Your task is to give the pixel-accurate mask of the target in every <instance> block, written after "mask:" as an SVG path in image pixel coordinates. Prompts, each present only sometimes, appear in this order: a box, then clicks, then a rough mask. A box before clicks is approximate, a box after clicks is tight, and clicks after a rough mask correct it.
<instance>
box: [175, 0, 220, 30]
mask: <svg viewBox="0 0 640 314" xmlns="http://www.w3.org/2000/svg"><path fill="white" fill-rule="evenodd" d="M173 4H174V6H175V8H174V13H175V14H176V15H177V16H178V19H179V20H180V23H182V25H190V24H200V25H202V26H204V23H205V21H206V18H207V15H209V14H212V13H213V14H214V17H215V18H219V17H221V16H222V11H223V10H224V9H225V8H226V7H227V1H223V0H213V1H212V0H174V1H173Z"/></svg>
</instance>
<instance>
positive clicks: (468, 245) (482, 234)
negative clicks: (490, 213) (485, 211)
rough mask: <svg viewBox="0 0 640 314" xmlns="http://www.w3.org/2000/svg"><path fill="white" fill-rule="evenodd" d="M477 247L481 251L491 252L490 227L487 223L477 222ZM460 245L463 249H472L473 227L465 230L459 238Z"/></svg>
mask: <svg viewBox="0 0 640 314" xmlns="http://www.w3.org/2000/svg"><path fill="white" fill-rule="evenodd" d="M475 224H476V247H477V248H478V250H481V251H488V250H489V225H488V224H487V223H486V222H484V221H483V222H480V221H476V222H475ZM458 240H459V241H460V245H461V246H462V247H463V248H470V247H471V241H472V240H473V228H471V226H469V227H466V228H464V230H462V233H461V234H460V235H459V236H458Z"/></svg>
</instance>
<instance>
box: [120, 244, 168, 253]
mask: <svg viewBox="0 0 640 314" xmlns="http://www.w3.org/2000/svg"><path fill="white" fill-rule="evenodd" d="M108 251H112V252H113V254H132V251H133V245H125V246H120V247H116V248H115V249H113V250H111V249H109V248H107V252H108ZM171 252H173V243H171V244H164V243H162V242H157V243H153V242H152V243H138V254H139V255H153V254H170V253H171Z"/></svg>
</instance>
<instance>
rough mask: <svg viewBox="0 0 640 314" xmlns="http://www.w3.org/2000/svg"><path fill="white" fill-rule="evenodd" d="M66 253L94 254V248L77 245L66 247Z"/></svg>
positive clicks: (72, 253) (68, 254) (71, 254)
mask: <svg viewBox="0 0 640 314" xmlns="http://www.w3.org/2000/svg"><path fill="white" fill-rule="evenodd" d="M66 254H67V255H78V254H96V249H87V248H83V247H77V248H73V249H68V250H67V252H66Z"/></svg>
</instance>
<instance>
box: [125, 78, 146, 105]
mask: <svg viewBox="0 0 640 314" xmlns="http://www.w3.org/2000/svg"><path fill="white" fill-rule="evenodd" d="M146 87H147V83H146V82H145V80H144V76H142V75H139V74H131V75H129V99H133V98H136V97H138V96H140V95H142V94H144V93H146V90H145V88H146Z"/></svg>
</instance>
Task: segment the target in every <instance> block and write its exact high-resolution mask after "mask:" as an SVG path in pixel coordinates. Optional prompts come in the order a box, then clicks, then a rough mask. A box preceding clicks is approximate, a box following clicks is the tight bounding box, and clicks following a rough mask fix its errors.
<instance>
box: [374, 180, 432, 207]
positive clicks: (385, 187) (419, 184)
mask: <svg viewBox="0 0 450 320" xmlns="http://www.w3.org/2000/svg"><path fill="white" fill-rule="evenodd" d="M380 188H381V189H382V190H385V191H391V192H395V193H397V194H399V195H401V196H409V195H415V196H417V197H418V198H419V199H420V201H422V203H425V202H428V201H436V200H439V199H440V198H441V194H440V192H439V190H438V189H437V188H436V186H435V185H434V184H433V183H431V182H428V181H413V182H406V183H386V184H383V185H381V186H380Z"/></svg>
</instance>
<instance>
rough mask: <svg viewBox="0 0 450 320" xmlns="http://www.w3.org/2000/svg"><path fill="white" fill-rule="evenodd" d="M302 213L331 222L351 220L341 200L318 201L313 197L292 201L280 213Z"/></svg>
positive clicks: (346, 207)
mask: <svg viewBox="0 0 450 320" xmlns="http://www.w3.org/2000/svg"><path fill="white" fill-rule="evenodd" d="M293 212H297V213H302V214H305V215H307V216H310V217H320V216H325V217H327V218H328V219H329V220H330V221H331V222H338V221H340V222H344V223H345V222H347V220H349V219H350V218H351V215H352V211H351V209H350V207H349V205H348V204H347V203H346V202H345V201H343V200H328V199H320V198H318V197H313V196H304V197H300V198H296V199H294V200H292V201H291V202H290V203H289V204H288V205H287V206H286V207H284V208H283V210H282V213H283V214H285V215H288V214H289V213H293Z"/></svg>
◇ ◇ ◇ ◇ ◇ ◇ ◇
The word "after" appears in some of the lines above. Copy those lines.

Your task is to give the pixel-accurate mask of the target in every <instance> block, written after "mask:" as an SVG path in image pixel coordinates. Prompts, each present only sometimes, appear in this order: a box, then clicks, then a rough mask. A box before clicks is approximate, a box after clicks is tight, and clicks after a rough mask correct it.
Task: segment the target in every <instance> block and write its exact high-resolution mask after "mask:" as an SVG path in pixel coordinates. Optional prompts come in the order a box, then clicks, then a rough mask. A box preceding clicks is approximate, a box following clicks is the tight bounding box, and clicks following a rough mask fix its errors.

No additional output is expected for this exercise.